Records of labeled points
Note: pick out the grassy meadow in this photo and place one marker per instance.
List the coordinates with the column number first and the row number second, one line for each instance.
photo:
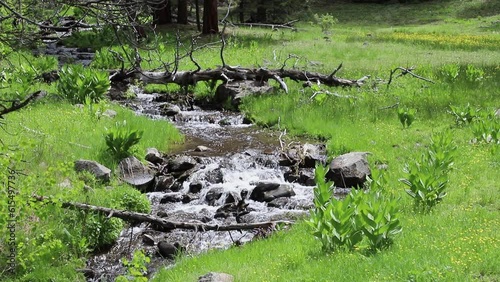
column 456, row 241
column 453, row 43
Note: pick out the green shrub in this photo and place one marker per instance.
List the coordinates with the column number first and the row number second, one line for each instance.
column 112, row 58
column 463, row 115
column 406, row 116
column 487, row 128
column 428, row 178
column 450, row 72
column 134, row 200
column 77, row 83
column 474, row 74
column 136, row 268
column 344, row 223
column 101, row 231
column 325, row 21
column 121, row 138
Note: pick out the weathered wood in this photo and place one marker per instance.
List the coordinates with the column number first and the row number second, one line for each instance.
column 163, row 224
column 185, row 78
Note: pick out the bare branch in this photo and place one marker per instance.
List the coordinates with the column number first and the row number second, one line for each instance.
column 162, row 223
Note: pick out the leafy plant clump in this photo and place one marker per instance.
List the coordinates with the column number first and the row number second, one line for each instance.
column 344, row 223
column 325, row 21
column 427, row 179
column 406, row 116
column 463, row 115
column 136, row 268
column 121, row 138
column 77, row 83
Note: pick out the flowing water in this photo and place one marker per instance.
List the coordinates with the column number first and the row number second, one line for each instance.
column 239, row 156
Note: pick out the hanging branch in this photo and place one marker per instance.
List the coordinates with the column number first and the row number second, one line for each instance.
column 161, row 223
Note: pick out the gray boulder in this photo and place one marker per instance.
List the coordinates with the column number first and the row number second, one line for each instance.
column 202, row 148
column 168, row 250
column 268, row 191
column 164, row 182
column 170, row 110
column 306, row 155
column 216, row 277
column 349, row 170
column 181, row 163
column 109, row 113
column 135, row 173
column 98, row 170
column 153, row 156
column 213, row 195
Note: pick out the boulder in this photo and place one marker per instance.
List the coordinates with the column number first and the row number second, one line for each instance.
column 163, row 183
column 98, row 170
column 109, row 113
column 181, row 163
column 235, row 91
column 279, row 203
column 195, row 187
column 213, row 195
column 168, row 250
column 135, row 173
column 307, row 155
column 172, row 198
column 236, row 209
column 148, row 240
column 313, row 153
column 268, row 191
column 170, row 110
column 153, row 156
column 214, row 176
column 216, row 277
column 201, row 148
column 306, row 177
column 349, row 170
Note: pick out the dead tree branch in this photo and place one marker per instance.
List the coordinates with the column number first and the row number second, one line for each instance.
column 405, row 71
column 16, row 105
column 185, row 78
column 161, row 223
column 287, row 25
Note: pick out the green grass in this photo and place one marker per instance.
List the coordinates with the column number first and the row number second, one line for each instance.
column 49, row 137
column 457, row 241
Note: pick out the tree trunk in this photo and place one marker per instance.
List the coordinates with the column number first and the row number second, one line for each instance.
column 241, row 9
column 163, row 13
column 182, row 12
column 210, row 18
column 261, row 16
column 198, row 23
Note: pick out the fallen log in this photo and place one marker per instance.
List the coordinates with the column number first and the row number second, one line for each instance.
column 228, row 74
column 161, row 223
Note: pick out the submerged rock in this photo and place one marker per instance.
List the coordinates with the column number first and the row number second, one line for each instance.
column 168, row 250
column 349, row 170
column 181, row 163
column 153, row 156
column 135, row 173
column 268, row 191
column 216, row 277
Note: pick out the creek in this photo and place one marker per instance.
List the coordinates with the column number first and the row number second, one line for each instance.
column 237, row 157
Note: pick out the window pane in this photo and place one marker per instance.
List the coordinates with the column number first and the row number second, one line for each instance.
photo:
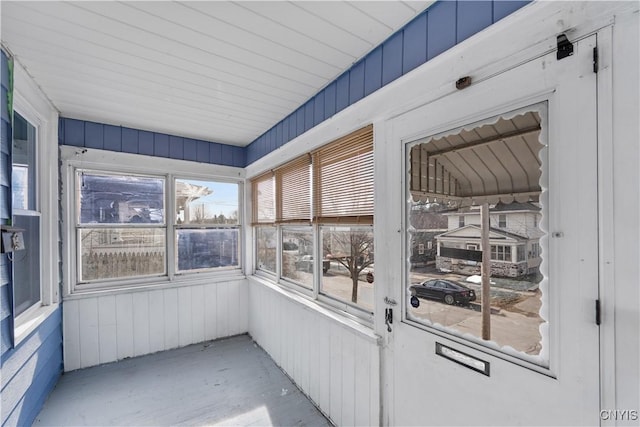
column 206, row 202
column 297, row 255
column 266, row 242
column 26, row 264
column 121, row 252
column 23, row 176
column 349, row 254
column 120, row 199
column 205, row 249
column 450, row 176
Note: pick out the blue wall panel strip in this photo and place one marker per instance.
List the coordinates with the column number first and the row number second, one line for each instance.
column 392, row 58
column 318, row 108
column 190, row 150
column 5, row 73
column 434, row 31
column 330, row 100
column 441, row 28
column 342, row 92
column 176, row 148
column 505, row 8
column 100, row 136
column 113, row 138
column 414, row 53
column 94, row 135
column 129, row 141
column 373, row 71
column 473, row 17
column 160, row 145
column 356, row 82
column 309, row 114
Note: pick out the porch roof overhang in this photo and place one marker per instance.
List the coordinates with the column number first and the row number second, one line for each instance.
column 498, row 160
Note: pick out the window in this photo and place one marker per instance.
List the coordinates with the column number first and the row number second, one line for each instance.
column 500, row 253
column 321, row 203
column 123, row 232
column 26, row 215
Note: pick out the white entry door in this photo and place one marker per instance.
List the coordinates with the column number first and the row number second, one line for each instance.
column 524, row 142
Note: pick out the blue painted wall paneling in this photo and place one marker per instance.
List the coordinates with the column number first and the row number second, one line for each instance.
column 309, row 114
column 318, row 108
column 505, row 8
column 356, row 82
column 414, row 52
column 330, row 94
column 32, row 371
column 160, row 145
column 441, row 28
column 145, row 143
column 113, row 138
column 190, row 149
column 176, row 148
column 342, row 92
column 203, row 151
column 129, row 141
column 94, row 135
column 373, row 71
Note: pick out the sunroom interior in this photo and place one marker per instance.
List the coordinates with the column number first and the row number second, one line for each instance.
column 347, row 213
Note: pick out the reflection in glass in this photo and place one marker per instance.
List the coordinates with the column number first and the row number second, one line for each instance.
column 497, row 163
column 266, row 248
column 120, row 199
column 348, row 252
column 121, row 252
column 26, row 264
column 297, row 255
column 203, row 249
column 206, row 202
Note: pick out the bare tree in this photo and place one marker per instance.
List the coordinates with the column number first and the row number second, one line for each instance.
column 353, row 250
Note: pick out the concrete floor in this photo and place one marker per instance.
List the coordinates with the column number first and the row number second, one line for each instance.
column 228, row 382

---

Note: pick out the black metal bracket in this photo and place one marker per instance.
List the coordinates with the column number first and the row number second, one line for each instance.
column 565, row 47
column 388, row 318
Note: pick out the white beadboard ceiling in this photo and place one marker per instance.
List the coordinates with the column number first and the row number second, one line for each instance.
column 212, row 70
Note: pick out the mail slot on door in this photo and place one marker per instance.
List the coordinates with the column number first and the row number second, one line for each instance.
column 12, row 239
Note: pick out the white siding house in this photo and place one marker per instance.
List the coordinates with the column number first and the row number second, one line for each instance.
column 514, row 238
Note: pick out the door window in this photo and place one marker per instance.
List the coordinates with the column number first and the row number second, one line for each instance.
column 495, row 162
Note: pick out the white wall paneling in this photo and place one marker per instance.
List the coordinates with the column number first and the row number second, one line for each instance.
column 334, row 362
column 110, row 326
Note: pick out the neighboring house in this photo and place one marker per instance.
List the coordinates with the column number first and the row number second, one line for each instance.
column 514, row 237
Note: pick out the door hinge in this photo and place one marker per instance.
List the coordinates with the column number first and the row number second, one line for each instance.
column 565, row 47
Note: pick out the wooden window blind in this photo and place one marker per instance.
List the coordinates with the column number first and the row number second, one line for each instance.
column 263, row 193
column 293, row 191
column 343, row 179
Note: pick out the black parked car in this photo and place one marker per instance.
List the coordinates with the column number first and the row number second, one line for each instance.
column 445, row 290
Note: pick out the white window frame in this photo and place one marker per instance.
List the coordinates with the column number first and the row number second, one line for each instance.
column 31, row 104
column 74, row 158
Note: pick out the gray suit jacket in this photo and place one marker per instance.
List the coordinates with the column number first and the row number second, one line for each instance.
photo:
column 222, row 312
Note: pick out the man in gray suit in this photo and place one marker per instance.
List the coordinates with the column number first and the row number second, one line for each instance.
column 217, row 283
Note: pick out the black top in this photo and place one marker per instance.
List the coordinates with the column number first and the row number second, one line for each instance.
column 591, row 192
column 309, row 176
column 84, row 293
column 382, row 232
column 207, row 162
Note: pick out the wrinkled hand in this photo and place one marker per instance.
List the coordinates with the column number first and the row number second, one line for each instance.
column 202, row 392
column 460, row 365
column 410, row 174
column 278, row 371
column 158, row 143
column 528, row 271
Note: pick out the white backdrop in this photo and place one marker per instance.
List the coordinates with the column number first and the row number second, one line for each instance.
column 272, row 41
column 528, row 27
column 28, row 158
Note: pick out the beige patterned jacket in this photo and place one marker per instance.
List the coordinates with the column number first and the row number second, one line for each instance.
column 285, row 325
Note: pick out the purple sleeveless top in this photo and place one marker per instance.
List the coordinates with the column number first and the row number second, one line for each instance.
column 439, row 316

**WHAT YOU WILL DO:** Copy out the lines between the one containing "Note: pick out the grassy" and the one containing "column 453, row 43", inclusive, but omit the picture.

**ANSWER TO THIS TASK:**
Note: pick out the grassy meadow in this photo and place one marker per instance.
List the coordinates with the column number first and the row number second, one line for each instance.
photo:
column 456, row 241
column 453, row 43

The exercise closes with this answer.